Source document:
Clokes is going ok. He's out of the bunker/garage office and up in the house cause it's too icy down there. I'll make him go back when the weather warms up a bit haha.
So every day is groundhog day. Get up, do cats, do oil pulling, do some writing, go for 50 min fast walk with daughter, do water, do writing, eat breakfast 12-1pm, do writing/business work, eat early dinner, watch some mindless trash on tv and go to bed early, read some sort of non fiction mostly, sleep, and do it all again. The only difference is I bake bread every two to three weeks. That's it.
That's me above, Melba
Sorry to hear about P's relationship hitting the skids, but it's probably for the best. Long distance relationships are rubbish, regardless of who you are, and doubly so when you're young.
Let us know when the new book comes out, 'ay?
Wishing all you Victorians the best down there.
So I now have had SIX covid swabs.
And I've lost two nights' sleep worrying about maybe having covid and the possibility of giving it to someone else, and then where I caught the (not-covid) virus from anyway. Because I have. This week. Been sick. Nobody's had anything worse than hayfever since march, so WTF? Where did I get this virus from?
The only place is the tea room and work, and I avoid sitting with people 90% of the time. And my physio, who wears a mask and so do I.
Anyway, I'm better now. Almost. I don't think I'll get answers as to why I was sick though, and it annoys me. Normally, I can say "it's going around" or "thingo had that last week" etc. This one, no f-ing idea and that bugs me so bad.
Mind you, all this worry would not have been a thing if there wasn't someone at work who's a transplant recipient and thus now has no immune system. I just wish they would stay home so the rest of us don't have to fear being the one responsible for killing them.
It's not always easy to do, but if there's a problem you're worrying about, the best advice I can give you is this:
1) Work out what you can reasonably do to mitigate the problem.
2) Work out what you can reasonably do to prepare for a worst case scenario.
3) Do those things.
4) Stop worrying, and sleep easy, knowing you've done everything you could reasonably do.

Point-per-instance localization data:
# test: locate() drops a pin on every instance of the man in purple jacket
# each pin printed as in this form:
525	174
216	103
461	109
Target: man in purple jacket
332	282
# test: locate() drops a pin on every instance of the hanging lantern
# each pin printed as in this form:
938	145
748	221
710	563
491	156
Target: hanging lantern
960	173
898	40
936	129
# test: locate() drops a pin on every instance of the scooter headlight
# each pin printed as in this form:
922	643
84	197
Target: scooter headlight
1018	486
...
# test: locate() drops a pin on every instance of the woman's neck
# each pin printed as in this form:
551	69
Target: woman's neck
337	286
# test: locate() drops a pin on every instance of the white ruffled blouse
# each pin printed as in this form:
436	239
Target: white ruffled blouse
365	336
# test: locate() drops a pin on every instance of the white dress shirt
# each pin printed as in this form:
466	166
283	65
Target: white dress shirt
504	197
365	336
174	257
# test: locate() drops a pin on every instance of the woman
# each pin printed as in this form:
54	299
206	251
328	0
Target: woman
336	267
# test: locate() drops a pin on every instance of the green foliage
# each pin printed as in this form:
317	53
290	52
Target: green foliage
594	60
--
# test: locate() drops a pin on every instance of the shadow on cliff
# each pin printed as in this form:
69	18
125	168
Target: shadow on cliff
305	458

Activity A: In the comment thread, how often does the writer bake bread?
Activity B: Translate this sentence from the comment thread into Spanish: "Long distance relationships are rubbish, regardless of who you are, and doubly so when you're young."
Activity C: Carry on the comment thread about daily routines and covid worries, starting after its final line.

Written response A: Every two to three weeks.

Written response B: Las relaciones a distancia son un asco, seas quien seas, y el doble cuando eres joven.

Written response C:
Don't suppose you know anyone who can give me a job in an essential industry so I can get into QLD to visit my parents, because I spent 15 minutes crying this morning about it, and then two hours this afternoon googling ways to get there, but no state will let me in unless I want to spend two weeks locked in a donger in Howard Springs in the NT during the Build-up with no decent wifi and no booze and no choice about food. I do NOT. It's fucking bullshit. I'd be happy to pay for hotel quarantine somewhere decent, but you can't even get a permit to travel unless you are the AFL it seems. And then there's the crapshoot of the hotel and food situation.
Sadly, I think you're going to have to sit tight and wait it out.
I've been crying, my Mum's been crying, even my stepfather has become sooky about the lack of visits (he and I are very close for "steps"). My husband is in favour of my doing whatever it takes, but the anger has returned now about the fucking hotel quarantine fuckup here in Melbourne that started it. If I find out who was the index case, I will, at the very least doxx the fuck outta them and hope someone beats the shit outta them. They should be charged with manslaughter!
Up until now I haven't had much sympathy for those who chose not to come home when the shit hit the fan back in March. But this has dragged on too long. Happy to quarantine, just give me some opportunity to do it! (in a civilised way)
I saw on the news tonight that protesters in Melbourne were clashing with police. Hope this doesn't lead to a third wave down there.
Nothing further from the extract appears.